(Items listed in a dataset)
======
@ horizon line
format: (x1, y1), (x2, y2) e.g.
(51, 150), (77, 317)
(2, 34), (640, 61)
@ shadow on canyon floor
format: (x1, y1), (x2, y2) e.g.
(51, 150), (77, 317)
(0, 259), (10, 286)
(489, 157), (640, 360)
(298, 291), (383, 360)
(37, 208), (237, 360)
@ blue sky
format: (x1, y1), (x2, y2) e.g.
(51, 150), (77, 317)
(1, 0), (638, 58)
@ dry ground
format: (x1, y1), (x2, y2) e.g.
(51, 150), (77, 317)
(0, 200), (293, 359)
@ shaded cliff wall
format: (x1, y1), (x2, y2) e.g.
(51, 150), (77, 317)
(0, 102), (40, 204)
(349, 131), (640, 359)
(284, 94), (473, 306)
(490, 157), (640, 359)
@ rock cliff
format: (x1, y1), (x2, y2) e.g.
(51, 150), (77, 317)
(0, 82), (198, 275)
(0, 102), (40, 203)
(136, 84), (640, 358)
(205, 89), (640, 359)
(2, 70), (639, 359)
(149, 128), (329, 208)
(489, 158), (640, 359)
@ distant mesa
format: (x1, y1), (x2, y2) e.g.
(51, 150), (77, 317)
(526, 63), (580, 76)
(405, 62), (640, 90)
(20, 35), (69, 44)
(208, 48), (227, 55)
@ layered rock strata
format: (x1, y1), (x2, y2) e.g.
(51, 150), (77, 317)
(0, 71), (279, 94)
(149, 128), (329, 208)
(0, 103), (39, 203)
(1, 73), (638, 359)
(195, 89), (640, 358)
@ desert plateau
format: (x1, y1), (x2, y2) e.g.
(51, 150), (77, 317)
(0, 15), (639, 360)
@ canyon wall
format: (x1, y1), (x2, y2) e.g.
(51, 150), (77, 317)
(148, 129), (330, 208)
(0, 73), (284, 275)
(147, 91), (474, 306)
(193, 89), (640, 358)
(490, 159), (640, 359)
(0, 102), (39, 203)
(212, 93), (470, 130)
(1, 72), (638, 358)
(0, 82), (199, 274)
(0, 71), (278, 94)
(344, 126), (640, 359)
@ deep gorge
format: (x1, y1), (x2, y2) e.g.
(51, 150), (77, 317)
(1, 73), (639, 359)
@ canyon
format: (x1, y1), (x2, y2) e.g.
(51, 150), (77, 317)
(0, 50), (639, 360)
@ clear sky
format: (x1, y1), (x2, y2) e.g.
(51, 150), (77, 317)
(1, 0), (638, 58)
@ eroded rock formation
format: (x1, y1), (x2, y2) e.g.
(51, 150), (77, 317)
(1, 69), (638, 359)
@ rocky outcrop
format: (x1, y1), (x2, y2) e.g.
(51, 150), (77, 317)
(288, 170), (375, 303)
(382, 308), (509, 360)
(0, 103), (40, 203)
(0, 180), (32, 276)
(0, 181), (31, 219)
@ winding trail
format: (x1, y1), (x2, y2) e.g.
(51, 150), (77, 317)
======
▶ WHAT YOU NEED TO DO
The expected output is an exact copy of all the records above.

▶ TASK RESPONSE
@ horizon line
format: (x1, y1), (x2, y2) e.g.
(51, 150), (77, 317)
(2, 34), (640, 61)
@ shadow on canyon floor
format: (x1, y1), (x2, y2) e.g.
(51, 150), (77, 317)
(0, 259), (10, 286)
(489, 157), (640, 360)
(298, 291), (383, 360)
(37, 208), (237, 360)
@ blue sky
format: (x1, y1), (x2, y2) e.g.
(51, 150), (77, 317)
(1, 0), (638, 58)
@ dry ground
format: (x1, y1), (x2, y2) e.g.
(51, 150), (77, 317)
(0, 200), (293, 359)
@ shaded cliff wall
format: (x1, y1), (x2, y2) e.g.
(51, 150), (77, 317)
(0, 102), (40, 204)
(349, 131), (640, 359)
(284, 94), (473, 306)
(490, 157), (640, 359)
@ rock cliff
format: (x1, y1), (x2, y2) e.g.
(51, 150), (77, 317)
(0, 82), (198, 275)
(0, 102), (40, 203)
(136, 84), (640, 358)
(205, 89), (640, 359)
(2, 70), (639, 359)
(149, 128), (329, 208)
(489, 158), (640, 359)
@ distant mesa
format: (x1, y1), (x2, y2) e.g.
(51, 150), (77, 317)
(526, 63), (580, 76)
(405, 62), (640, 90)
(20, 35), (69, 44)
(208, 48), (227, 55)
@ layered rock strata
format: (x1, y1), (x2, y2) e.g.
(51, 150), (77, 317)
(0, 71), (279, 94)
(149, 128), (329, 208)
(0, 103), (39, 203)
(1, 73), (638, 359)
(195, 89), (640, 358)
@ desert plateau
format: (x1, y1), (x2, y2) e.g.
(51, 150), (77, 317)
(0, 15), (639, 360)
@ canyon wall
format: (x1, y1), (x2, y2) e.g.
(51, 150), (77, 317)
(148, 129), (330, 208)
(0, 73), (284, 275)
(147, 91), (474, 306)
(193, 89), (640, 358)
(490, 159), (640, 359)
(0, 102), (39, 203)
(212, 93), (470, 130)
(1, 72), (638, 358)
(0, 82), (199, 274)
(0, 71), (278, 94)
(344, 126), (640, 359)
@ deep gorge
format: (x1, y1), (x2, y2) e.g.
(51, 150), (77, 317)
(1, 73), (639, 359)
@ canyon
format: (x1, y1), (x2, y2) e.g.
(51, 150), (77, 317)
(0, 50), (639, 360)
@ clear sky
format: (x1, y1), (x2, y2) e.g.
(51, 150), (77, 317)
(1, 0), (638, 58)
@ eroded rock formation
format: (x1, y1), (x2, y2) e.g.
(51, 150), (77, 317)
(1, 69), (638, 359)
@ rocky outcrop
format: (x1, y1), (x2, y2) e.g.
(51, 150), (77, 317)
(288, 170), (375, 303)
(382, 308), (509, 360)
(0, 103), (40, 203)
(0, 180), (32, 276)
(0, 181), (31, 219)
@ winding trail
format: (x1, y1), (x2, y2) e.g.
(51, 150), (77, 317)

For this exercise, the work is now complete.